(Quelldaten)
──────────────────────────────

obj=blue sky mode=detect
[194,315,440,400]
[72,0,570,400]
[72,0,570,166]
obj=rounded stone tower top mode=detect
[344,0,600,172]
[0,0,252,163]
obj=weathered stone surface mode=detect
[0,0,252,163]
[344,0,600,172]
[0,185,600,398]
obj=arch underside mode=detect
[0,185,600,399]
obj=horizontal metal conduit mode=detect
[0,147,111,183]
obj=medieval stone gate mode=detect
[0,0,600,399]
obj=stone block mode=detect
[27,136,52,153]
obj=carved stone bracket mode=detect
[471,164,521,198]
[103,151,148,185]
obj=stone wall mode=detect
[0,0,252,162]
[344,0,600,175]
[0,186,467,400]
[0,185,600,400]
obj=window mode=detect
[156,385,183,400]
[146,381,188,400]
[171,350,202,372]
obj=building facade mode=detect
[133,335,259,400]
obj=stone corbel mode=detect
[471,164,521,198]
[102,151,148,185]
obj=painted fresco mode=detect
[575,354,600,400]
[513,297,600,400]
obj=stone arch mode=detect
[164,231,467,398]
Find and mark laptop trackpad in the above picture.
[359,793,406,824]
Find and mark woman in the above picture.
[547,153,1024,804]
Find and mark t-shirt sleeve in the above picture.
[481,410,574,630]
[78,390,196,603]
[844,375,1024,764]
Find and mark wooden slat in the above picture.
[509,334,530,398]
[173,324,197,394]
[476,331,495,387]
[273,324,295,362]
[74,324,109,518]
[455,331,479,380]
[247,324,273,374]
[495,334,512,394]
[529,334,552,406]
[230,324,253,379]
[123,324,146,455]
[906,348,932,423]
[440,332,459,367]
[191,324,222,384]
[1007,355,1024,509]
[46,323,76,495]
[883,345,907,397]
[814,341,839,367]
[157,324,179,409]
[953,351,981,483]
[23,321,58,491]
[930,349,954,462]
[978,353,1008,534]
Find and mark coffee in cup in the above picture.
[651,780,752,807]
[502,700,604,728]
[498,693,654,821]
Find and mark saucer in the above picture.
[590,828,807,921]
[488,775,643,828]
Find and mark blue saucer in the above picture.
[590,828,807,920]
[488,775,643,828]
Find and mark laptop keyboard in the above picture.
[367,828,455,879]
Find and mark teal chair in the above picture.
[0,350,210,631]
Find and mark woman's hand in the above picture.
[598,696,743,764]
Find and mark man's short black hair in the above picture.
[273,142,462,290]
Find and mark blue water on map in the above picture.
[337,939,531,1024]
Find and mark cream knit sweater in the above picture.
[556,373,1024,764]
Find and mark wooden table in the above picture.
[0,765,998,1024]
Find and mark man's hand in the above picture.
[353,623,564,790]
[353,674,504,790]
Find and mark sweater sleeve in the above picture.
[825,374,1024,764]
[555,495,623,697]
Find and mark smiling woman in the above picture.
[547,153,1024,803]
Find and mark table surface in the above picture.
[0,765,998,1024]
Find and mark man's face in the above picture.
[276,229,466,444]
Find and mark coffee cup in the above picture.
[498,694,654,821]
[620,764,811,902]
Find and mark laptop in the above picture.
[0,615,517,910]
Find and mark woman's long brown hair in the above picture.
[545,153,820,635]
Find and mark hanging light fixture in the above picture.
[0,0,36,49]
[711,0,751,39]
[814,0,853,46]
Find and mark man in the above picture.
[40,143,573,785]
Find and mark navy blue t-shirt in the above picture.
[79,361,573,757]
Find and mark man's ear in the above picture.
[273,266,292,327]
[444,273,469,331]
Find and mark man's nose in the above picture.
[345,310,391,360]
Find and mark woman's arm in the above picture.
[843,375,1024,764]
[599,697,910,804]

──────────────────────────────

◆ **Aufgabenstellung**
Ändern Sie im gesamten Material oben jedes „Find and mark“ zu „Locate“, und geben Sie alle Zeilen ansonsten unverändert wieder.

◆ **Ergebnis**
obj=blue sky mode=detect
[194,315,440,400]
[72,0,570,400]
[72,0,570,166]
obj=rounded stone tower top mode=detect
[344,0,600,172]
[0,0,252,163]
obj=weathered stone surface mode=detect
[0,0,252,163]
[344,0,600,172]
[0,185,600,398]
obj=arch underside mode=detect
[0,185,600,399]
obj=horizontal metal conduit mode=detect
[0,147,111,183]
obj=medieval stone gate mode=detect
[0,0,600,399]
obj=stone block mode=detect
[27,136,52,153]
obj=carved stone bracket mode=detect
[471,164,521,198]
[103,151,148,185]
obj=stone wall mode=detect
[0,0,252,162]
[344,0,600,175]
[0,186,467,400]
[0,185,600,400]
obj=window mode=detect
[156,385,183,400]
[146,381,188,400]
[171,350,202,372]
obj=building facade mode=detect
[133,335,259,400]
obj=stone corbel mode=detect
[471,164,521,198]
[102,151,148,185]
obj=painted fresco mode=detect
[575,354,600,400]
[513,297,600,400]
obj=stone arch mode=detect
[164,231,467,398]
Locate laptop trackpad in the above picture.
[359,793,406,824]
Locate woman in the above picture.
[547,153,1024,804]
Locate t-shirt sleeve in the above picture.
[481,410,574,630]
[78,390,196,603]
[844,375,1024,764]
Locate wooden slat in the above picture.
[509,334,530,398]
[173,324,197,394]
[476,331,495,387]
[273,324,295,362]
[74,324,109,518]
[455,331,479,380]
[247,324,273,374]
[495,334,512,394]
[529,334,552,406]
[230,324,253,379]
[123,324,146,455]
[906,348,932,423]
[440,332,459,367]
[191,324,222,384]
[1007,355,1024,509]
[46,323,76,495]
[883,345,907,397]
[814,341,839,367]
[157,324,179,409]
[953,351,981,483]
[23,321,58,491]
[930,349,954,462]
[978,353,1008,534]
Locate coffee in cup in the above picture.
[651,780,752,807]
[502,700,604,728]
[498,693,654,821]
Locate saucer in the above picture.
[590,828,807,921]
[488,775,643,828]
Locate blue saucer in the above picture.
[590,828,807,920]
[488,775,643,828]
Locate laptop keyboard in the above picture.
[367,828,455,879]
Locate teal chair in the above picture.
[0,350,210,631]
Locate woman's hand in the above picture.
[598,696,743,764]
Locate man's short black hair in the above picture.
[273,142,462,290]
Locate blue water on map in the above picture.
[337,939,531,1024]
Locate cream knit sweater in the above picture.
[556,373,1024,764]
Locate wooden table in the above picture.
[0,765,998,1024]
Locate man's hand in the above picture.
[353,623,564,790]
[353,674,504,790]
Locate sweater sleeve in the above picture.
[825,374,1024,764]
[555,495,623,697]
Locate smiling woman in the above picture.
[547,153,1024,803]
Locate table surface in the above picture.
[0,765,998,1024]
Locate man's face in the above picture.
[276,229,466,444]
Locate coffee cup in the above picture.
[498,694,654,821]
[620,764,811,902]
Locate laptop in the above picture.
[0,615,517,910]
Locate woman's long brown hair in the above picture.
[545,153,820,635]
Locate hanging light fixture in the above picture.
[0,0,36,49]
[711,0,751,39]
[814,0,853,46]
Locate man in the above picture.
[40,143,573,785]
Locate navy blue t-shirt in the above picture.
[79,361,573,757]
Locate man's ear in the above picture.
[273,266,292,327]
[444,273,469,331]
Locate man's nose in the above picture.
[345,310,391,360]
Locate woman's arm in the above picture.
[843,375,1024,764]
[599,697,910,804]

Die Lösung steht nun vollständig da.